• _Given problem a_
From the investor call transcript below, output everything from "More color on that, obviously" down to "that I know.".

■ ■ ■ ■ ■ ■ ■

Yeah, you're very welcome. I did not make any comment specifically on working capital. I made a comment with regards to the impact of tariffs. I can happily repeat. We said that we did communicate already that the free cash flow of the industrial business, including the impact on tariffs as just elaborated on, would result in a free cash flow in Q2 that is, first of all, meaningfully positive, but, second of all, significantly lower than in the first quarter.

More color on that, obviously with the disclosure.

José Asumendi
Managing Director and Head of Global Automotive Research, J.P. Morgan

Is there an official definition of meaningfully?

Christina Schenck
Head of Investor Relations and Treasury, Mercedes-Benz Group AG

Not that I know.

José Asumendi
Managing Director and Head of Global Automotive Research, J.P. Morgan

Thank you.

Christina Schenck
Head of Investor Relations and Treasury, Mercedes-Benz Group AG

No hidden messages here. Yeah.

José Asumendi
Managing Director and Head of Global Automotive Research, J.P. Morgan

All good. All good. Thank you.

Christina Schenck
Head of Investor Relations and Treasury, Mercedes-Benz Group AG

All right, José. Steven, I will move on to you for the next question.

Yes, good afternoon. Thank you, Christina, for doing this call. Two questions, please. First of all, you said about the reception to the CLA has been encouraging. Could you remind us which markets you have actually launched the vehicle in already? Maybe provide any more color on what encouraging really means. Secondly, in the United States, have you put any price increases through? Obviously, you are not putting any tariff-related prices through because you have always been quite careful about that. Have you put the normal price increases you would normally do on an annual basis, inflation kind of thing? Thank you.

Very welcome. Yes, on the CLA. Obviously we launched it in Europe, in Germany first and foremost, of course. We do see quite encouraging numbers here. Cannot share any details yet. When we compare with the predecessor models, it looks super encouraging. Also, what we see in some of the remaining EU markets, U.K., Spain, Benelux, the Nordics, Poland. This is starting to gain traction there. It is important to note that we do not have demo cars in all of the markets yet in the dealerships. It is difficult to give a clear or to do a clear comparison here. What we see internally in terms of orders coming in, it is quite encouraging. We do look at it very positively.

In terms of your second question on price increases in the U.S., no, we have not included any commercial measures or implemented any commercial measures as yet. It is a bit difficult, of course, because you have to look at it segment by segment, vehicle by vehicle, and also look at what competition is doing. I think there is some activity that we can observe, but when it comes to our direct competitors, maybe not too much. We have not really factored that in. That was my comment also to Tim earlier in terms of when we will be able to guide again or what does the process look like. I think we need a bit more visibility on the commercial side to be able to do that.

Thank you.

Welcome, Steven. Over to you, Philippe. Philippe, can you hear us? Okay, Philippe. We cannot hear you yet. I will try with Henning first and then see if we can get you, Philippe. Henning, can you hear us?

■ ■ ■ ■ ■ ■ ■

• _Given problem b_
Show each line of the records below that contains the string "path", matching upper and lower case exactly.

Object pointing dataset rows
■ ■ ■ ■ ■ ■ ■

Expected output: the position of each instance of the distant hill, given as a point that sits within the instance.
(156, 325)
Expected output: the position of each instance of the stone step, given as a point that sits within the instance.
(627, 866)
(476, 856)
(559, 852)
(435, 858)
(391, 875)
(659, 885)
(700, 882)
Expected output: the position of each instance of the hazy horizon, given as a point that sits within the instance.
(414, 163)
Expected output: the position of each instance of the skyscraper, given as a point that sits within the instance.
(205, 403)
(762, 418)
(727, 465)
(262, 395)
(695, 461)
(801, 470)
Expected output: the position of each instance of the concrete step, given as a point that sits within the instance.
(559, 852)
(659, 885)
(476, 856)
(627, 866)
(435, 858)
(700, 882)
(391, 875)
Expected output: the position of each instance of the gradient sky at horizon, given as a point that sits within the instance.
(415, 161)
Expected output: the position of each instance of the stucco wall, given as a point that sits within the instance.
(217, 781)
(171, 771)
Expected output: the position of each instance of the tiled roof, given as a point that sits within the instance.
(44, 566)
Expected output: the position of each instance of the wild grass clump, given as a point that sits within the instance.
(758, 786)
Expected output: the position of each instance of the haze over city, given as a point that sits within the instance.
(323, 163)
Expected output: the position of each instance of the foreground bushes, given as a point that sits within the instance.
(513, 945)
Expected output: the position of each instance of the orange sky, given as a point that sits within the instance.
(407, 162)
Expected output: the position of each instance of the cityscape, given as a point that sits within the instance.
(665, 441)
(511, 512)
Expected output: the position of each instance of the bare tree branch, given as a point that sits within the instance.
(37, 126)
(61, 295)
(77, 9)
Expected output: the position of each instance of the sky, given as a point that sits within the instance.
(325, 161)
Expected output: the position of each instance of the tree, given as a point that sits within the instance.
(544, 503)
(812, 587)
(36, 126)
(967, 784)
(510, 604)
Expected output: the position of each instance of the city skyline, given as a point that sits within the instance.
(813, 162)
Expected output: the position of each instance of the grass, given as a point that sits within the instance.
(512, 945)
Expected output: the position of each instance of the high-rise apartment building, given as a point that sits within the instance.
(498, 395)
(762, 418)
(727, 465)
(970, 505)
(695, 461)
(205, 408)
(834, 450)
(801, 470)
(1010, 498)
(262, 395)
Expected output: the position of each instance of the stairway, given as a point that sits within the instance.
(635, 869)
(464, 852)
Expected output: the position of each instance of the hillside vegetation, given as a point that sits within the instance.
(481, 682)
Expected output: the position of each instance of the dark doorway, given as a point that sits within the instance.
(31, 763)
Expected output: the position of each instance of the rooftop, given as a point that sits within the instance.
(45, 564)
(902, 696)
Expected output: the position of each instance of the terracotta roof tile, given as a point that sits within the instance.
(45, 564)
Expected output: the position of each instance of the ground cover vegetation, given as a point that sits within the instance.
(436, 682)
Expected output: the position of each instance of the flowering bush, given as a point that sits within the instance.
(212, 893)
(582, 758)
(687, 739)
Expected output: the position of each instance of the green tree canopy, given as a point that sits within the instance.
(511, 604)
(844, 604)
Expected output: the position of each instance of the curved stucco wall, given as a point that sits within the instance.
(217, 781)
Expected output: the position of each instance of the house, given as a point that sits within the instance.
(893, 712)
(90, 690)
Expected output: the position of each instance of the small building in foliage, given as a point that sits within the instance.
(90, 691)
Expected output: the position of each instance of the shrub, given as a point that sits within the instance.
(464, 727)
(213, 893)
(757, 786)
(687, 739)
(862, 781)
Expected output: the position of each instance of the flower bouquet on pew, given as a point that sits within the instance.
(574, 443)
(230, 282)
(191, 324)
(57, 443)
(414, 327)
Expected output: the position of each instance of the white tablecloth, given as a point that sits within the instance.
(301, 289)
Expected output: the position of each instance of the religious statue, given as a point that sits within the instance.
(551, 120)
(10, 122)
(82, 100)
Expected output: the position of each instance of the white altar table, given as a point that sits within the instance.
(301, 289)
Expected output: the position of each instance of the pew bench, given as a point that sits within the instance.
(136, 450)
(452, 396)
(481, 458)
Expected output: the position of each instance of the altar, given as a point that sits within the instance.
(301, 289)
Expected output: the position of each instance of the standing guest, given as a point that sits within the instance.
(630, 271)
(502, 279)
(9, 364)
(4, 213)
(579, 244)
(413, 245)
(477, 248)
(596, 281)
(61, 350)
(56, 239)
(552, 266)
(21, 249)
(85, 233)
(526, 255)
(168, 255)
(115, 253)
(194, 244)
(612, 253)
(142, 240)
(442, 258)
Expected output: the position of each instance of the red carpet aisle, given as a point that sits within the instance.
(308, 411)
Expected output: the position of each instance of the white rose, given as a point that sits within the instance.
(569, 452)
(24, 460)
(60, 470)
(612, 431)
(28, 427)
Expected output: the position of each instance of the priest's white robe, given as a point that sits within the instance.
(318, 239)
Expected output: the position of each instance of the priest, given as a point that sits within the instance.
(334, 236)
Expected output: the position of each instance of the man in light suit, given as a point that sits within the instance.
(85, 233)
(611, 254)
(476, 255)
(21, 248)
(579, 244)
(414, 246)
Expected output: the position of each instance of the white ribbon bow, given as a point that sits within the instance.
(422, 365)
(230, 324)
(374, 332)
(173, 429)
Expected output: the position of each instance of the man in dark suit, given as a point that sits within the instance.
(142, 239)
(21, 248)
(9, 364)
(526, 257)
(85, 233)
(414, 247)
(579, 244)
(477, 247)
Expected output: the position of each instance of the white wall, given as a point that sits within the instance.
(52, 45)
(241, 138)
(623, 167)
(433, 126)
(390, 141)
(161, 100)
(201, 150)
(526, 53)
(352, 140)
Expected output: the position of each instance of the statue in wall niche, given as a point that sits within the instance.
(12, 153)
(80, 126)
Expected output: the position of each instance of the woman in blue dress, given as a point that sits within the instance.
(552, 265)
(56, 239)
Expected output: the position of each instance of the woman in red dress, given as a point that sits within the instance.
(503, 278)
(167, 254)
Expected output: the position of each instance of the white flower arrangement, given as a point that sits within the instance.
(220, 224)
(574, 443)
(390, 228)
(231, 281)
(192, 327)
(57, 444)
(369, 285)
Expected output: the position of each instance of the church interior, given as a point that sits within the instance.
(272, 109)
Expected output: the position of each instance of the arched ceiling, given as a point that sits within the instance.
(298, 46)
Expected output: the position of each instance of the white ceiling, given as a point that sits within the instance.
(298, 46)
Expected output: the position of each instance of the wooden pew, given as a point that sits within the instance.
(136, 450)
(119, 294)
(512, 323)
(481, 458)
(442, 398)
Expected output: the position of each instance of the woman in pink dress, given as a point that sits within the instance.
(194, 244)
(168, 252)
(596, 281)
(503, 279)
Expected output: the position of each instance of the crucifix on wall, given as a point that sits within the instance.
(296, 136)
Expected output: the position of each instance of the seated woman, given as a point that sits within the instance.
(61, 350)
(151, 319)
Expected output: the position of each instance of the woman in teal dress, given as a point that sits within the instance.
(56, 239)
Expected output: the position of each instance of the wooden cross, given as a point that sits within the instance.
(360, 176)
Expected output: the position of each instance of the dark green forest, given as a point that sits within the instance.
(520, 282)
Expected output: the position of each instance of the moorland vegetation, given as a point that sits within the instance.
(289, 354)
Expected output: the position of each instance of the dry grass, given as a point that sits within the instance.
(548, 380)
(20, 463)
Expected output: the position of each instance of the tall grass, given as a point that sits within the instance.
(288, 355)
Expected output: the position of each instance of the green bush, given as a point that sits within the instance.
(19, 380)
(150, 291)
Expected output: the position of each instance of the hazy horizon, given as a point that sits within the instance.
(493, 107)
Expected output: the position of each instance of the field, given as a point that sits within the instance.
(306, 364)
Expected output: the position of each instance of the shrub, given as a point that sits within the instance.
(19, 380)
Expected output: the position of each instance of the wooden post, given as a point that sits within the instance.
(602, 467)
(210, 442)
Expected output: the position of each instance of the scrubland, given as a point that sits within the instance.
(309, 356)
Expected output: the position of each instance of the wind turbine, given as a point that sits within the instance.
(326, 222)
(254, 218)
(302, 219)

■ ■ ■ ■ ■ ■ ■

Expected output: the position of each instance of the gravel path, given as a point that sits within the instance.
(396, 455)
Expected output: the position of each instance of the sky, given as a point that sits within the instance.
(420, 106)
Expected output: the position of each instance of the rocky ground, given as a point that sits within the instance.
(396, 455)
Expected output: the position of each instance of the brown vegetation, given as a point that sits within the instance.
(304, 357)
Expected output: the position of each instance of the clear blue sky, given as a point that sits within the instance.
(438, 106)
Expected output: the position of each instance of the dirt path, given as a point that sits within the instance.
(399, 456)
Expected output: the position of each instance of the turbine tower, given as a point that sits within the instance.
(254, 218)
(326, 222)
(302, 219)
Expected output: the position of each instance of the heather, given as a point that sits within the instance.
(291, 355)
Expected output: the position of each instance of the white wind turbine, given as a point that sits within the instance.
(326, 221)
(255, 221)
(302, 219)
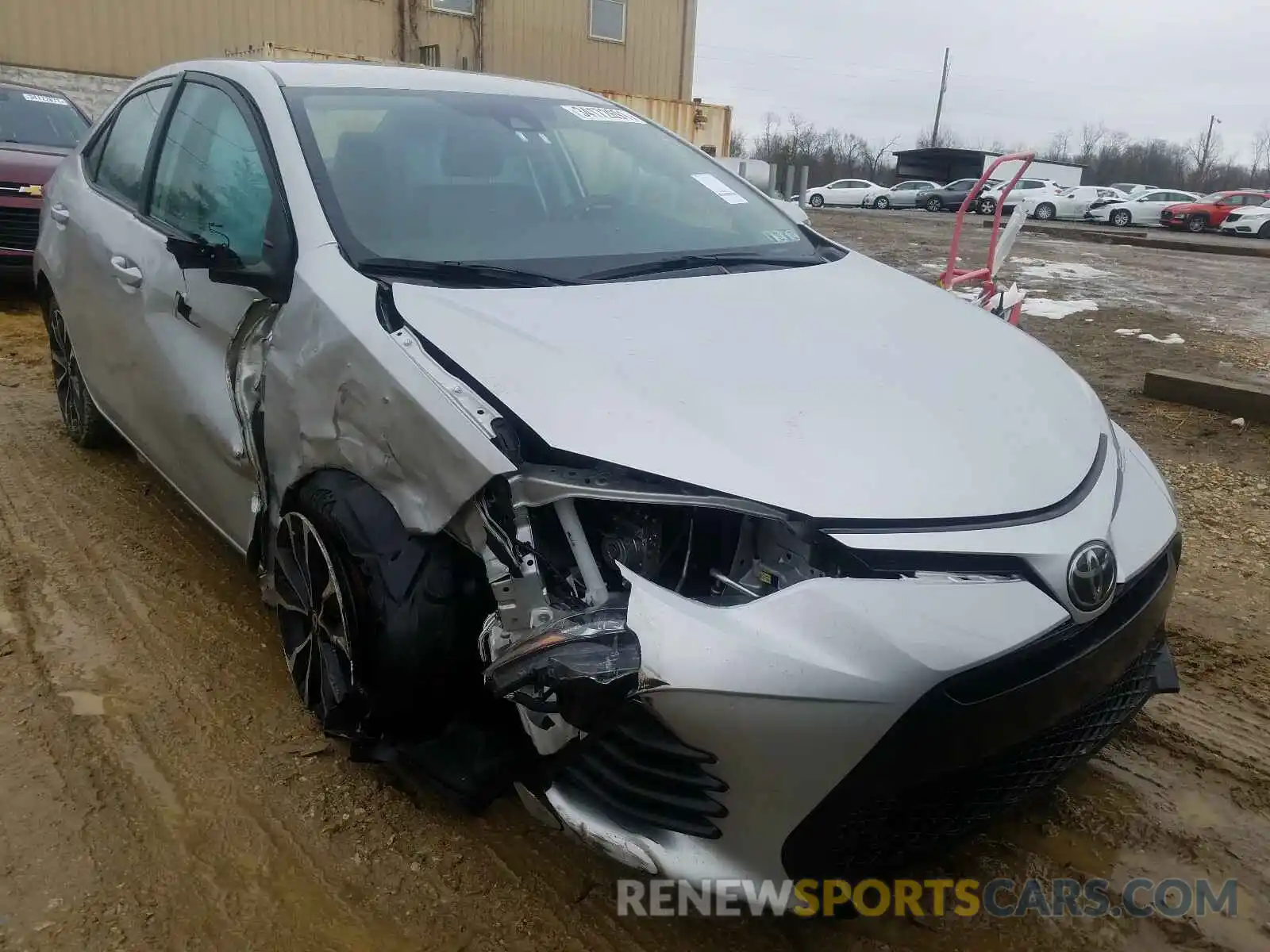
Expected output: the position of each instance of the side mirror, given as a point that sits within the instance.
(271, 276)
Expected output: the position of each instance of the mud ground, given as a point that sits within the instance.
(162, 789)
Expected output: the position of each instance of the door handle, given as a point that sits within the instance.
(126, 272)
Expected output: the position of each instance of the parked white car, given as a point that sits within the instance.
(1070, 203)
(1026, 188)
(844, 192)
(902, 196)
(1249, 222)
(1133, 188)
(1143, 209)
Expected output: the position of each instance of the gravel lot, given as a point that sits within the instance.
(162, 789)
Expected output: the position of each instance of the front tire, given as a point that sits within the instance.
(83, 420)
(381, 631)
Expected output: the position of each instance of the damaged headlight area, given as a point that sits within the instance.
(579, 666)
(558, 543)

■ ■ ■ ■ ■ ■ ■

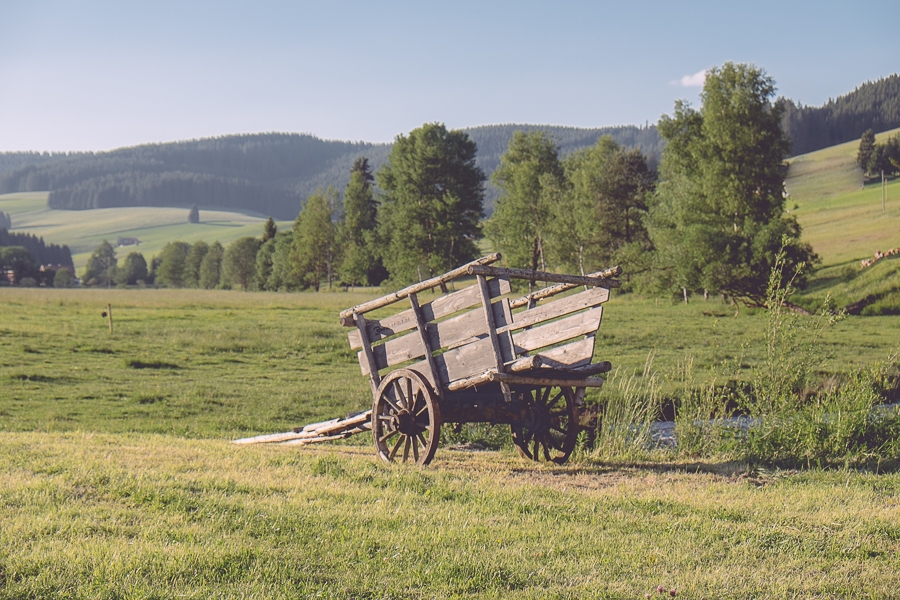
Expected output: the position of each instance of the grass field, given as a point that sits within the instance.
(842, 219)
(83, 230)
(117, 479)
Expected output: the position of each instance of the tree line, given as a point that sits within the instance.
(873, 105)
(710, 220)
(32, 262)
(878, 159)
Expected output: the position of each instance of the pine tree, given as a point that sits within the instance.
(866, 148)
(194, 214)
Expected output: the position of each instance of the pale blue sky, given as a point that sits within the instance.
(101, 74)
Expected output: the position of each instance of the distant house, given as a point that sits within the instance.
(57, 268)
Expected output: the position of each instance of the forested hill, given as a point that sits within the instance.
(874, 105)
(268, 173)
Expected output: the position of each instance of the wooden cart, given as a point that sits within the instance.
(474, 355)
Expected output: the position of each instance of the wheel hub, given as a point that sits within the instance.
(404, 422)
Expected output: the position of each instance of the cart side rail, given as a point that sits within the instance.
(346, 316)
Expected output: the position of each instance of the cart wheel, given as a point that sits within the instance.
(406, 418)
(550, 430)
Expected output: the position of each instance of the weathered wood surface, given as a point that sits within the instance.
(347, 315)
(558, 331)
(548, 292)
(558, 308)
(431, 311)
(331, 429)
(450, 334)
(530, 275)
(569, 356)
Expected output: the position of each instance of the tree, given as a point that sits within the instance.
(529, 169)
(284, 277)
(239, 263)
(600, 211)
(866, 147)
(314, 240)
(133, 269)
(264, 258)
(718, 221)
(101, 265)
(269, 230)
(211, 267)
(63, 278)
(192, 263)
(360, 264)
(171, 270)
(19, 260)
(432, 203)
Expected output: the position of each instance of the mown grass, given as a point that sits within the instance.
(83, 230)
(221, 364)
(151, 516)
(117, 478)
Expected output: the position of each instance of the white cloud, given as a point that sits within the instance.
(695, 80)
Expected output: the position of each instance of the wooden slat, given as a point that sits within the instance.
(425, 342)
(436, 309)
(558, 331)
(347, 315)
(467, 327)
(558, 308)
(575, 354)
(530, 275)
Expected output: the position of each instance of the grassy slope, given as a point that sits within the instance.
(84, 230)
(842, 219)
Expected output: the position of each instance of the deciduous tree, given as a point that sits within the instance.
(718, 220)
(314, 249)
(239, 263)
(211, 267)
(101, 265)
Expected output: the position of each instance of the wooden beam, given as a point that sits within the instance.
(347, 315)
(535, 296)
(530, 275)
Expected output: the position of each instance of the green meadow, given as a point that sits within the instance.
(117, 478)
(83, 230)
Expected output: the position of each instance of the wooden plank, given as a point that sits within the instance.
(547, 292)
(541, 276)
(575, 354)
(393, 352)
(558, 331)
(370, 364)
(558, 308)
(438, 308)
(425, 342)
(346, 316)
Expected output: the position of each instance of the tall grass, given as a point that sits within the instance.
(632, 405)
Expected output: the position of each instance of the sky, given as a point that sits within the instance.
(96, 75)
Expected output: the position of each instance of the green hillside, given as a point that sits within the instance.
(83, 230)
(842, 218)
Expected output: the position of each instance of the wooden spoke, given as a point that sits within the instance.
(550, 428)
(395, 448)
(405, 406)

■ ■ ■ ■ ■ ■ ■

• _Correct result a_
More color on that, obviously with the disclosure.

José Asumendi
Managing Director and Head of Global Automotive Research, J.P. Morgan

Is there an official definition of meaningfully?

Christina Schenck
Head of Investor Relations and Treasury, Mercedes-Benz Group AG

Not that I know.

• _Correct result b_
Expected output: the position of each instance of the gravel path, given as a point that sits within the instance.
Expected output: the position of each instance of the dirt path, given as a point that sits within the instance.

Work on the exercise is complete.